[WHAT YOU SHOULD DO] From the material below, copy each line that holds the word "building".

┄┄┄┄┄┄┄┄┄┄┄┄┄┄┄┄┄┄┄┄

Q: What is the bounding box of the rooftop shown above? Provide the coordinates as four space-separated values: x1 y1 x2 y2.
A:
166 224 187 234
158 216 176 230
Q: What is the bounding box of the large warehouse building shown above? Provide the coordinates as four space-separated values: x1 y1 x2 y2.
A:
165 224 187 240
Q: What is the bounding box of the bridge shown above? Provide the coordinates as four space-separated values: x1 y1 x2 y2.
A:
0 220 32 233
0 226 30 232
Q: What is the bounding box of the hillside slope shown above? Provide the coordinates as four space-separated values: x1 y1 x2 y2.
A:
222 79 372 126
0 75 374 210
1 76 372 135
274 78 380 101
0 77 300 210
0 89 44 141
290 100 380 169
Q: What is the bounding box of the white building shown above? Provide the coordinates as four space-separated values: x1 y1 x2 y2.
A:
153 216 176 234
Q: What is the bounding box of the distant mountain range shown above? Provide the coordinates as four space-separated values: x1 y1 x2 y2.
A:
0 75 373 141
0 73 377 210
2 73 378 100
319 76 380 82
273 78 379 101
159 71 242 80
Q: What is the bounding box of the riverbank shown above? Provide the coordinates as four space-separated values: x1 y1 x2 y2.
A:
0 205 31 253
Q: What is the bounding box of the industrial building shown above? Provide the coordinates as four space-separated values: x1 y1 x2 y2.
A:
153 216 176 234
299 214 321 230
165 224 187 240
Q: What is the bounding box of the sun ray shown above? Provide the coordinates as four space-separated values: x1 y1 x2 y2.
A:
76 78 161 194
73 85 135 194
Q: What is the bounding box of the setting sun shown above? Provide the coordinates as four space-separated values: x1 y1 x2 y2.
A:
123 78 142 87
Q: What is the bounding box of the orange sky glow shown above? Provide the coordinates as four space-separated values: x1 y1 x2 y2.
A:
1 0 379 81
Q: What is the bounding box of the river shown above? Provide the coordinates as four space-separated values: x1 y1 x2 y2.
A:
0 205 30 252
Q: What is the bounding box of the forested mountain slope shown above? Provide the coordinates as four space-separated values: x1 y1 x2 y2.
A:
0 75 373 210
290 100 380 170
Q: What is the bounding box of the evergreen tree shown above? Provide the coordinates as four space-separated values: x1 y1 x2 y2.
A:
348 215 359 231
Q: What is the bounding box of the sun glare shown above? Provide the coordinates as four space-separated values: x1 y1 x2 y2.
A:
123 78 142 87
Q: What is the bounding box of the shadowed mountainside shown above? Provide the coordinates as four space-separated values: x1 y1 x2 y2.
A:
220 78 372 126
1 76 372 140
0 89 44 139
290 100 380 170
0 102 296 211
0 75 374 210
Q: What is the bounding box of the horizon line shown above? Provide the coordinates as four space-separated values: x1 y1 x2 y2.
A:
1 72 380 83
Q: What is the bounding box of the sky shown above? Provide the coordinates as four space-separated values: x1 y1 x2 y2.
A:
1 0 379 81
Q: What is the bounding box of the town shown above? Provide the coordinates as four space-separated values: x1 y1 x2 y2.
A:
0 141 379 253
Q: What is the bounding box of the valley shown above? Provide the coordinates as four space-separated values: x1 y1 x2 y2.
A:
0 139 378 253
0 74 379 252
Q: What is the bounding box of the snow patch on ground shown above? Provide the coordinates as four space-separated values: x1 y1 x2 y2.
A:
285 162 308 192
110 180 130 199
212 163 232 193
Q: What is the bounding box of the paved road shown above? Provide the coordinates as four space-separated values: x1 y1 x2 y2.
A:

┄┄┄┄┄┄┄┄┄┄┄┄┄┄┄┄┄┄┄┄

[EXERCISE SOLUTION]
Q: What is the bounding box of the large warehouse building shown above? Provide the coordinates as four space-separated values: x1 y1 x2 y2.
Q: What is the bounding box of the white building shown above? Provide the coordinates as four space-separated values: x1 y1 x2 y2.
Q: What is the bounding box of the industrial building shown above? Provide the coordinates as four space-separated values: x1 y1 x2 y2.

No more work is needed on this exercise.